# 本文抜粋

山岡に相談したいことがあると言って、大日物産の前山社長を相談する二木の父。「前山さんは美味しいものが大好きで、美食倶楽部の会員になりたいと熱望された。そこで会員である私が海原雄山氏に前山さんを紹介した」

『ふうむ、ほかならぬ二木さんの御推薦と言うことであれば』『海原さん、ありがとうございます。入会を認めていただいたお礼をさせていただかねば』『まあまあ、そんなことは』『そうだ、お礼に海原さんを鴨猟にお招きしたい。こういう趣向はいかがです。鴨猟の解禁日とボージョレ・ヌーボーの解禁日は重なります、解禁日にボージョレ・ヌーボーをやりながら、鴨を鍋にして食べる。いい趣向でしょう』『二木さん、この方の入会をお断りします。お引き取り願おう』

# 提供データ
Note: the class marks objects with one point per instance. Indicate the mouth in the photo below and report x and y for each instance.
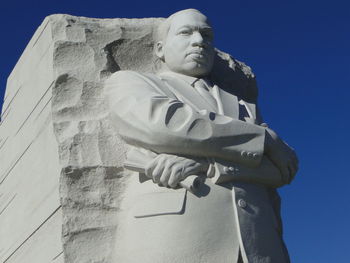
(197, 52)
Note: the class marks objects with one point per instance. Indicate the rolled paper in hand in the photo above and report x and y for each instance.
(136, 161)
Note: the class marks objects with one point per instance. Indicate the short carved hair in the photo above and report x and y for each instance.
(164, 26)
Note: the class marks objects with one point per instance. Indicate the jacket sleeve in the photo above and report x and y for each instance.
(145, 114)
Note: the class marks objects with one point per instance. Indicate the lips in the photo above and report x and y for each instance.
(200, 52)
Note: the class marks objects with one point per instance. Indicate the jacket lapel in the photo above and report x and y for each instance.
(186, 93)
(229, 104)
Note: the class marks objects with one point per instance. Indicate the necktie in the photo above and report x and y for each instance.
(204, 90)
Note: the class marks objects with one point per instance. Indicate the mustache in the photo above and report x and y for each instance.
(199, 51)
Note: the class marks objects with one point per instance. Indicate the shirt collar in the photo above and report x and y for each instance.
(189, 79)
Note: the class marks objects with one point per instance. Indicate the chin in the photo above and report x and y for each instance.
(196, 69)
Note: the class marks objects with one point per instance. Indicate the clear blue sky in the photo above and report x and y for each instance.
(299, 51)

# 練習課題
a) エントリのうち、「Indicate the shirt」を含む行から始めてエントリの最後までを、依頼一つにつき1行として「依頼」「回答」の2列のCSVで出力せよ。各フィールドは引用符で囲み、改行は空白に置き換えること。
b) 美食倶楽部への入会をめぐる本文を、最後の一文の後から書き継げ。

# 解答一覧
a)
依頼,回答
"Note: the class marks objects with one point per instance. Indicate the shirt collar in the photo above and report x and y for each instance.","(189, 79)"
"Note: the class marks objects with one point per instance. Indicate the chin in the photo above and report x and y for each instance.","(196, 69)"
"Note: the class marks objects with one point per instance. Indicate the clear blue sky in the photo above and report x and y for each instance.","(299, 51)"

b)
なるほどと呟く山岡。「海原雄山がつむじを曲げるのは当然ですね」「なぜかね。私のどこが悪いんだ」「ボージョレ・ヌーボーってボージョレの新酒のことでしょう」「うん。ボージョレはフランスのブルゴーニュ地方ボージョレで産出されるワインで、比較的軽くて、フルーティな香りがある。元来、二年くらいの若いうちに飲んでしまうワインだが、特にボージョレ・ヌーボーは、ブドウを収穫して間もない11月にはもう飲み始める新酒だ」

「ブドウの収穫は9月から10月よね」「今、解禁日がどうのと言ったけど」「ボージョレ・ヌーボーは決まりで11月の第三木曜日まで飲むことが許されないのさ。そして日本の鴨猟の解禁になるのが11月15日だ。獲物の鴨を鍋にして、ボージョレ・ヌーボーを飲むのが、何故いけないのかね」

「困ったなあ。ボージョレ・ヌーボーみたいなものを本気で旨いと思ってる人に何を言えばいいんだろう」「な、なんだと。どういう意味だ」「俺をボージョレ・ヌーボー解禁日に鴨猟に連れて行ってください。そして鴨鍋でボージョレ・ヌーボーを飲ませていただきたい」「なに」「そうすればわかります」「むう。承知した」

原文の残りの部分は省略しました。